--- start DATA LISTING ---

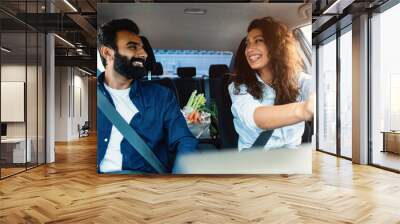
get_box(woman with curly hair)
[228,17,315,151]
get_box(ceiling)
[97,3,311,52]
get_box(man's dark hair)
[97,19,139,66]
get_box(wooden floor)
[0,134,400,224]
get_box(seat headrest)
[151,62,164,76]
[176,67,196,78]
[208,64,229,78]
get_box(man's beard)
[114,52,147,80]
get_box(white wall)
[55,67,88,141]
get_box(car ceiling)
[97,3,311,52]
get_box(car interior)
[98,3,313,150]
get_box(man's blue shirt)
[97,72,197,173]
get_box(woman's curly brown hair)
[233,17,303,105]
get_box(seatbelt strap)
[97,88,167,173]
[251,130,274,148]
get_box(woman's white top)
[228,73,312,151]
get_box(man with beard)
[97,19,197,173]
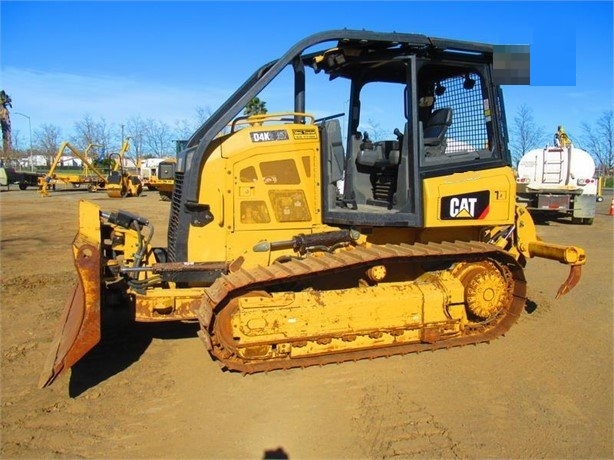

--- end DATA LISTING ---

Rewrite the records above, replacing "ceiling" with "roof" wherever it occurs and changing nothing else. Omit the pictures.

get_box(woman with curly hair)
[228,17,315,151]
get_box(roof)
[97,3,311,52]
get_box(man's dark hair)
[97,19,139,66]
get_box(wooden floor)
[0,134,400,224]
get_box(seat headrest)
[151,62,164,76]
[176,67,196,78]
[208,64,229,78]
get_box(man's beard)
[114,52,147,80]
get_box(white wall)
[55,67,88,141]
get_box(car roof)
[97,3,311,52]
get_box(car interior)
[98,3,313,150]
get_box(man's blue shirt)
[97,72,197,173]
get_box(woman's curly brown hair)
[233,17,303,105]
get_box(seatbelt strap)
[97,88,167,173]
[251,130,274,148]
get_box(woman's white top)
[228,73,312,151]
get_box(man with beard)
[97,19,197,173]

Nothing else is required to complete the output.